** Begin **

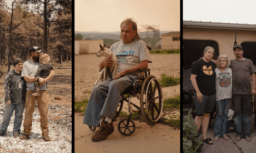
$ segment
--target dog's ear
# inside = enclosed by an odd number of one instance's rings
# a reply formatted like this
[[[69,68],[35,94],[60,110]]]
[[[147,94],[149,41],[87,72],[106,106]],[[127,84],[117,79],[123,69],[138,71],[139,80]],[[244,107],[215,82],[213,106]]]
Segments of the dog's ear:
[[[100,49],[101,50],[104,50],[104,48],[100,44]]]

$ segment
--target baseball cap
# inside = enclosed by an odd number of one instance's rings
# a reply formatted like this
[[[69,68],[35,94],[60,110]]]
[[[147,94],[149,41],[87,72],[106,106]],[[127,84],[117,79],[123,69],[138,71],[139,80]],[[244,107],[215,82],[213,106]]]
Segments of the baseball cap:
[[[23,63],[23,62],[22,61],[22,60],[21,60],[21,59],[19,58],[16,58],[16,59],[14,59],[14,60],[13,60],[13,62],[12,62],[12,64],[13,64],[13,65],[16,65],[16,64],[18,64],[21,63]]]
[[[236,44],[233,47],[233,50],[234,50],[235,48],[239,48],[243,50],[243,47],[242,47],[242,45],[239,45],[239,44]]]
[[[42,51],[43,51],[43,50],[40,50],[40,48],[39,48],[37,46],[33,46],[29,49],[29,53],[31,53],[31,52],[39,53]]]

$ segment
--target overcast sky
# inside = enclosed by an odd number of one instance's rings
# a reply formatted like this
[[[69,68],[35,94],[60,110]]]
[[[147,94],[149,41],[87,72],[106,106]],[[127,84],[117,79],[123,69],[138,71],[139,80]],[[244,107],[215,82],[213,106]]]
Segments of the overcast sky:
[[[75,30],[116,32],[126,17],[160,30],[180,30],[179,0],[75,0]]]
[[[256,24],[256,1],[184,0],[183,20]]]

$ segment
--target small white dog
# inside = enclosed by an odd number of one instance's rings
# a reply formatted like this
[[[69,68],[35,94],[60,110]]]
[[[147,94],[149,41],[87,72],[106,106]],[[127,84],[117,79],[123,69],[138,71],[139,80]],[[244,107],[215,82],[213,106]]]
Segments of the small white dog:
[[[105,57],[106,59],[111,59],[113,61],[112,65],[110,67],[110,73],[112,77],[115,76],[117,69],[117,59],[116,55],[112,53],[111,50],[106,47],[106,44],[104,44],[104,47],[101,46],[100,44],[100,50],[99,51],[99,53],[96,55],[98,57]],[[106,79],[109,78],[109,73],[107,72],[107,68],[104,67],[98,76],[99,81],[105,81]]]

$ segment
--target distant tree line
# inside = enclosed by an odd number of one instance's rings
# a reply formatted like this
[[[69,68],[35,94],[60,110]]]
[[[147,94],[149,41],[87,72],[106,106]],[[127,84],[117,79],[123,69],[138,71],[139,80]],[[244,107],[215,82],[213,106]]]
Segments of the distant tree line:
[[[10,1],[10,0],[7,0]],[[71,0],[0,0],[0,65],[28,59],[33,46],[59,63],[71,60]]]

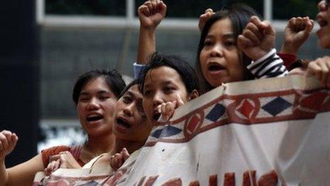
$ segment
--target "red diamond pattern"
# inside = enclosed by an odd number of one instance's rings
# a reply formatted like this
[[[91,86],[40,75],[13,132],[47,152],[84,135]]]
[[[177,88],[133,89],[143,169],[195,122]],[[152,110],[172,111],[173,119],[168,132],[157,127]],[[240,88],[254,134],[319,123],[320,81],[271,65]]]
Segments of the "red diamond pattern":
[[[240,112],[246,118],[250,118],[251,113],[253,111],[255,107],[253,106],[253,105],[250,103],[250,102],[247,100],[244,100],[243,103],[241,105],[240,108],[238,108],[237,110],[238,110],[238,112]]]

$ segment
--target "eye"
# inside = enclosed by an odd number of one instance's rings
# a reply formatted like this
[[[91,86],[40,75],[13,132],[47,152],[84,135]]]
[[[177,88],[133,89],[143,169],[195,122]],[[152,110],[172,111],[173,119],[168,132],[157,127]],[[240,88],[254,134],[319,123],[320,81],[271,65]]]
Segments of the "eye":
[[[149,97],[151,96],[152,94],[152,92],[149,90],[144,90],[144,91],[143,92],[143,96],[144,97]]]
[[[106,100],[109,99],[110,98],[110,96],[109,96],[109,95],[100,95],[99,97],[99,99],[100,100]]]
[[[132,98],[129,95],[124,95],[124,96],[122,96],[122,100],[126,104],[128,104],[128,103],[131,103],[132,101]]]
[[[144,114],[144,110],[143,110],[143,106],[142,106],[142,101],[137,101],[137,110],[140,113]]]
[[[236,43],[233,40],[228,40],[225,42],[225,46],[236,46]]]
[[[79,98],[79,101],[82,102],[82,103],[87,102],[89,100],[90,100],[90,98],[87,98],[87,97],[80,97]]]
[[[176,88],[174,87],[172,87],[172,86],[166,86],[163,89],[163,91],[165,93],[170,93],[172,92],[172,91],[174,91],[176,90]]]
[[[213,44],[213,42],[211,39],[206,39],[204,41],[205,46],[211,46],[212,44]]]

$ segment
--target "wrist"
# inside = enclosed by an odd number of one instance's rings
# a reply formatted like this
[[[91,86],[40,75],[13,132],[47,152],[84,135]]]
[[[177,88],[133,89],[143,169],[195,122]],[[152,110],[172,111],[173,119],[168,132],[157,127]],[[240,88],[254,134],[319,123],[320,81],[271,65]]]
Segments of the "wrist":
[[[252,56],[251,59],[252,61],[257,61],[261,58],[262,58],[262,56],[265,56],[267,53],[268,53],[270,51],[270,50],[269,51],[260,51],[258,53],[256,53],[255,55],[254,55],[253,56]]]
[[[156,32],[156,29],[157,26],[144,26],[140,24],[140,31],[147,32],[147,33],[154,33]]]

** End **

■ **Requirement**: Rewrite all of the rows above with each "enclosed" changed to "surrounded" and everything else kept the same. Leave the pictures out of your answer.

■ **Worked answer**:
$ segment
--target dog's ear
# inside = surrounded by an odd number of one instance's rings
# a reply formatted like this
[[[69,68],[35,94],[60,110]]]
[[[147,94],[149,41],[87,72],[106,106]],[[127,84],[117,79],[123,69],[138,71],[139,80]],[[244,107],[215,82],[213,106]]]
Segments of the dog's ear:
[[[100,49],[101,50],[104,50],[104,48],[100,44]]]

$ segment
--target baseball cap
# inside = surrounded by an odd number of one instance's rings
# a reply formatted like this
[[[69,68],[35,94],[60,110]]]
[[[147,94],[149,41],[87,72],[106,106]],[[127,84],[117,79],[123,69],[138,71],[139,80]],[[244,107],[215,82],[213,106]]]
Segments of the baseball cap:
[[[23,63],[23,62],[22,61],[22,60],[21,60],[21,59],[19,58],[16,58],[16,59],[14,59],[14,60],[13,60],[13,62],[12,62],[12,64],[13,64],[13,65],[16,65],[16,64],[18,64],[21,63]]]
[[[236,44],[233,47],[233,50],[234,50],[235,48],[239,48],[243,50],[243,47],[242,47],[242,45],[239,45],[239,44]]]
[[[42,51],[43,51],[43,50],[40,50],[40,48],[39,48],[37,46],[33,46],[29,49],[29,53],[31,53],[31,52],[39,53]]]

$ segment
--target overcast sky
# inside = surrounded by an odd number of one instance's rings
# a reply formatted like this
[[[69,68],[35,94],[60,110]]]
[[[147,94],[149,41],[87,72],[106,106]],[[127,84],[117,79],[123,69],[138,71],[139,80]],[[244,107],[215,82],[213,106]]]
Segments of the overcast sky:
[[[75,30],[116,32],[126,17],[160,30],[180,30],[179,0],[75,0]]]
[[[256,24],[256,1],[184,0],[183,20]]]

$ segment
--target small white dog
# inside = surrounded by an odd number of one instance's rings
# a reply formatted like this
[[[69,68],[35,94],[60,110]]]
[[[147,94],[149,41],[87,72],[106,106]],[[127,84],[117,79],[123,69],[138,71],[139,80]],[[244,107],[215,82],[213,106]]]
Segments of the small white dog:
[[[105,57],[106,59],[111,59],[113,61],[112,65],[110,67],[110,73],[112,77],[115,76],[117,69],[117,59],[116,55],[112,53],[111,50],[106,47],[106,44],[104,44],[104,47],[101,46],[100,44],[100,50],[99,51],[99,53],[96,55],[98,57]],[[106,79],[109,78],[109,73],[107,72],[107,68],[104,67],[98,76],[99,81],[105,81]]]

$ segment
--target distant tree line
# inside = surrounded by an odd number of one instance's rings
# a reply formatted like this
[[[69,68],[35,94],[60,110]]]
[[[147,94],[149,41],[87,72],[106,106]],[[127,84],[117,79],[123,69],[138,71],[139,80]],[[244,107],[215,82],[213,106]]]
Segments of the distant tree line:
[[[10,1],[10,0],[7,0]],[[71,0],[0,0],[0,65],[28,59],[33,46],[59,63],[71,60]]]

$ segment
--target "red diamond pattern"
# inside = surrounded by an odd number of one instance's rings
# a reply formatted like this
[[[91,86],[40,75],[13,132],[47,152],[84,135]]]
[[[177,88],[133,89],[143,169],[195,122]],[[152,110],[172,111],[173,119],[168,132],[157,127]],[[240,88],[254,134],[319,123],[320,81],[271,65]]]
Segments of the "red diamond pattern":
[[[240,112],[246,118],[250,118],[251,113],[253,111],[255,107],[253,106],[253,105],[250,103],[250,102],[247,100],[244,100],[243,103],[241,105],[240,108],[238,108],[237,110],[238,110],[238,112]]]

$ segment
--target "eye"
# inside = surrounded by an odd number of one instance's rings
# a reply formatted like this
[[[91,86],[40,75],[13,132],[47,152],[84,135]]]
[[[177,88],[133,89],[143,169],[195,122]],[[152,110],[172,111],[173,119],[168,132],[157,127]],[[240,88],[254,134],[319,123],[320,81],[271,65]]]
Segments of the "eye":
[[[149,97],[151,96],[152,94],[152,92],[149,90],[144,90],[144,91],[143,92],[143,96],[144,97]]]
[[[106,100],[109,99],[110,98],[110,96],[109,96],[109,95],[100,95],[99,97],[99,99],[100,100]]]
[[[132,98],[129,95],[124,95],[124,96],[122,96],[122,100],[126,104],[128,104],[128,103],[131,103],[132,101]]]
[[[144,114],[144,110],[143,110],[143,106],[142,106],[142,101],[137,101],[137,110],[140,113]]]
[[[236,43],[233,40],[228,40],[225,42],[225,46],[236,46]]]
[[[79,98],[79,101],[82,102],[82,103],[87,102],[89,100],[90,100],[90,98],[87,98],[87,97],[80,97]]]
[[[176,88],[174,87],[172,87],[172,86],[166,86],[163,89],[163,91],[165,93],[170,93],[172,92],[172,91],[174,91],[176,90]]]
[[[213,44],[213,42],[211,39],[206,39],[204,41],[205,46],[211,46],[212,44]]]

$ segment
--target "wrist"
# inside = surrounded by an odd number of one instance's rings
# a reply formatted like this
[[[91,86],[40,75],[13,132],[47,152],[84,135]]]
[[[177,88],[133,89],[143,169],[195,122]],[[152,110],[172,111],[173,119],[168,132],[157,127]],[[240,88],[254,134],[319,123],[320,81],[271,65]]]
Segments of the "wrist":
[[[252,56],[251,59],[252,61],[257,61],[261,58],[262,58],[262,56],[265,56],[267,53],[268,53],[270,51],[270,50],[269,51],[260,51],[258,53],[256,53],[255,55],[254,55],[253,56]]]
[[[156,32],[156,29],[157,26],[144,26],[140,24],[140,31],[147,32],[147,33],[154,33]]]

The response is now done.